Why do I feel like you're about to reveal like some kind of silver bullet of anti-evidence against the whole thing?
There is there's no such thing as anti-evidence.
All right. There's just seen a lot of other two.
There's just other theories.
You know, anti-evidence is when they unmask the Scooby Doo villain and it's the hotel manager.
That's anti-evidence for the paranormal.
Right, yeah. I usually stop watching by that point. Usually when they've caught the cryptid,
I'm like, on to the next one and just shoot that one in the head.
And then they're like, don't you want to take off the mask? The what?
I don't think we should.
I don't know, was there ever a Scooby-Doo episode where Freddy was like,
let's see who's really behind this.
And then he tugs the hair of the beast
and it just, nothing comes off.
I'm like, oh shit!
It's gotta be like a Halloween episode.
It f***ing bites Freddy's hand off.
Yeah, shoot him! Shoot him now!
It isn't a man!
So yes, anti-evidence.
Is that where we are now?
There are some theories that the entire thing was a hoax.
Yeah, no shit, so.
Yeah, because, now, before we get any further
down this path, I wanna say that there are people
who have done extensive research analyzing the audio files.
There's one YouTuber in particular
that did a fantastic job of this. YouTuber Pandox,
I believe, was one of the individuals who analyzed this. Even taking clips of what Gary said,
taking clips of the mysterious caller, speeding up that caller's, those samples, to give it the
actual regular tone of a human voice, analyzing the two voices,
and figuring out whether the speech patterns
or certain words were similar enough
that it could be proven to be Gary's voice.
Right, okay, got you.
And they were two different, I believe,
in all the tests that they ran.
So if this was a hoax, it didn't seem like Gary was in on it,
or at least it wasn't his voice on the recorder.
Did the voice have a bit of a New York accent?
That's not for me to say.
So that is a theory that Gary was maybe not the voice
on the phone, but it was maybe a hoax
to kind of drum up some publicity or attention,
even though they didn't get a book deal.
This didn't really even go any further
than these phone calls.
It was just a strange, mysterious, paranormal event.
So that's what we're left with.
Could it have been an MIB?
Could it have been an extraterrestrial
or some kind of bizarre hoax
that just has no purpose or punchline?
I mean, if we're having to look at the most likely scenarios and if a hoax
is one of those possibilities, I feel like it's less likely that Gary is in on it at all and it
feels much more likely that this is close to something we all grew up knowing and loving,
prank calls. Yeah. That this is more likely that Gary had absolutely nothing to do with this, that someone knew his number,
knew his name and was like, let's f*** with Gary, used a voice pitch shifter, whatever.
These things are pretty readily available. We did also address the fact that there was
only a few lines spoken. They also seemed to pretty much then hang up the phone when
they ran out of lines, potentially recorded new lines before they called again,
and then repeated those lines for the next call. And then it just so happened the freak
accident here was that Gary did record it all. And then Gary did tell other people,
get his dad on the phone. And then it kind of took a life of its own beyond just the
prank call. Because prank calls, like you pointed out, prank calls did only exist for just a bit of fun
with friends back in the day.

## EXTRACTED MATERIAL

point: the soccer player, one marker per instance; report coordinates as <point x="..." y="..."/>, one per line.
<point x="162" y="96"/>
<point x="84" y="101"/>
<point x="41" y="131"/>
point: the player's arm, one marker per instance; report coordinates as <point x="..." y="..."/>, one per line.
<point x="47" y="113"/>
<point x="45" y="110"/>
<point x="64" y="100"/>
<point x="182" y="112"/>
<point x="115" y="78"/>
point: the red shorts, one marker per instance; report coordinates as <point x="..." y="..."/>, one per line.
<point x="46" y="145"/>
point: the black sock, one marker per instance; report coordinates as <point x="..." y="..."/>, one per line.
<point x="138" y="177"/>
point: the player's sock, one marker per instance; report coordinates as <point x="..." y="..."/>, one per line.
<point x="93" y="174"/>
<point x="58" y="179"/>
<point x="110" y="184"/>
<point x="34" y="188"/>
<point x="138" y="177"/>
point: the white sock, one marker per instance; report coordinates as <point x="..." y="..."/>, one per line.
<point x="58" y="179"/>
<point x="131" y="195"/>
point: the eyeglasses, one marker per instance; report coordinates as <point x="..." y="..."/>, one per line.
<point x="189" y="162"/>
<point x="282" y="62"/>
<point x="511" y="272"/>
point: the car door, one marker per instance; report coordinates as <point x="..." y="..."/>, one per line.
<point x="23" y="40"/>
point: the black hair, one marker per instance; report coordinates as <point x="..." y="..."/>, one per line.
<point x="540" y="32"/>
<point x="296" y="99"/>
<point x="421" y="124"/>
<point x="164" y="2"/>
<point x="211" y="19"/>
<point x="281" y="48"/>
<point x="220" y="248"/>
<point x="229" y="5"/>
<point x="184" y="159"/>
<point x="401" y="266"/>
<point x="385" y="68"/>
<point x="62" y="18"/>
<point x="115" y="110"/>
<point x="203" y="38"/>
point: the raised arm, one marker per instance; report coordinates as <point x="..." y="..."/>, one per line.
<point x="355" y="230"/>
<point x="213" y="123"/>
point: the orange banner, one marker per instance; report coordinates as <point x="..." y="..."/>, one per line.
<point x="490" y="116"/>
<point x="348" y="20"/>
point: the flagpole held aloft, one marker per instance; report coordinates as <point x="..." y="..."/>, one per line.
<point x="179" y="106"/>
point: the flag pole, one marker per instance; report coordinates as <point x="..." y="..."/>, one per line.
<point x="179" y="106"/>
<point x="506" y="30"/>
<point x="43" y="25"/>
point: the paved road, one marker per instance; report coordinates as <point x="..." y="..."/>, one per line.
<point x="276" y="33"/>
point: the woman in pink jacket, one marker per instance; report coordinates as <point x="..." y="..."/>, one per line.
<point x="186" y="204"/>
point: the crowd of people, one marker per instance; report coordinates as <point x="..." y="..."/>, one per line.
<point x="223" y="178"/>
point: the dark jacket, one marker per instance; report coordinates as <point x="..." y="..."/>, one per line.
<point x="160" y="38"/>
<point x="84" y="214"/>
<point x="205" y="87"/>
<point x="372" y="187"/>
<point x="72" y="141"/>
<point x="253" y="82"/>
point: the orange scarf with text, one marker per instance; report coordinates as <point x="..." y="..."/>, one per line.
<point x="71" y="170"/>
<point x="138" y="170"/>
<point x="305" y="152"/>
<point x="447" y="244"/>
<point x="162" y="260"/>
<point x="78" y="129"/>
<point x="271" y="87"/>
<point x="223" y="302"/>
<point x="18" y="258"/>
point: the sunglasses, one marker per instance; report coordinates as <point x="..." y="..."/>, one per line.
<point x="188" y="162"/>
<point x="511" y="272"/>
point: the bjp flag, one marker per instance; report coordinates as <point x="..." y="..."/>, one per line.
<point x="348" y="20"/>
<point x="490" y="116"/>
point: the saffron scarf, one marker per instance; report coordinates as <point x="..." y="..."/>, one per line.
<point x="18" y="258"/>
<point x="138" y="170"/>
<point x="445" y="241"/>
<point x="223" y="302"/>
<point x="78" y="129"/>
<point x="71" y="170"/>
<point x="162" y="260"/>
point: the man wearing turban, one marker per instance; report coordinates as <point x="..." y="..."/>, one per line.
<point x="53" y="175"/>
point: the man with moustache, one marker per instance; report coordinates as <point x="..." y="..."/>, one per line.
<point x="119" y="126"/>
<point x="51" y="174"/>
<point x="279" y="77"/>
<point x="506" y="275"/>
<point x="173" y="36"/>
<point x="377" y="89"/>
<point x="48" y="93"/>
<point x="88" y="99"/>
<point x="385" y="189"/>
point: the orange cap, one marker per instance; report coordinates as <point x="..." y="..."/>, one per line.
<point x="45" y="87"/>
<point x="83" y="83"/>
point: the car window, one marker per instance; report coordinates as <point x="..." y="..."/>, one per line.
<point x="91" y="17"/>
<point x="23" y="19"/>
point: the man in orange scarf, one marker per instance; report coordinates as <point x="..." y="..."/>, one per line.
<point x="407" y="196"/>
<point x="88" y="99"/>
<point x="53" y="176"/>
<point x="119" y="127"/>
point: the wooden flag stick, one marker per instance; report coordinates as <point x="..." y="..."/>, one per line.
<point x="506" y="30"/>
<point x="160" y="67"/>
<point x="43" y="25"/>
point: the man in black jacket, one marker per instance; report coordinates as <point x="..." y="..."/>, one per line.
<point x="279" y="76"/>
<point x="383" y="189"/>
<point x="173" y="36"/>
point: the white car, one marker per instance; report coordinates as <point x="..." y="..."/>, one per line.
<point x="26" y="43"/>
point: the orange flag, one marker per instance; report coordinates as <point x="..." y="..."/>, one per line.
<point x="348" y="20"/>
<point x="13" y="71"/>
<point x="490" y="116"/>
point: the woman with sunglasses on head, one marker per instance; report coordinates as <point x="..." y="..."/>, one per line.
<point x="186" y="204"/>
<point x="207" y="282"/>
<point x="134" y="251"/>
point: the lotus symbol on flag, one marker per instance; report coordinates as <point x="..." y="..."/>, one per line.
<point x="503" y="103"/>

## TASK SET
1. From the transcript, reproduce word for word the part that opens with the words containing "So if this was" and closes with "New York accent?".
2. Answer these from the transcript:
(a) What does one speaker describe as anti-evidence for the paranormal?
(b) Which YouTuber is named as one of those who analyzed the audio files?
(c) Did the people behind the possible hoax get a book deal?

## THE REPLIES
1.
So if this was a hoax, it didn't seem like Gary was in on it,
or at least it wasn't his voice on the recorder.
Did the voice have a bit of a New York accent?

2.
(a) Unmasking the Scooby Doo villain and finding it's the hotel manager.
(b) Pandox.
(c) No, they didn't get a book deal.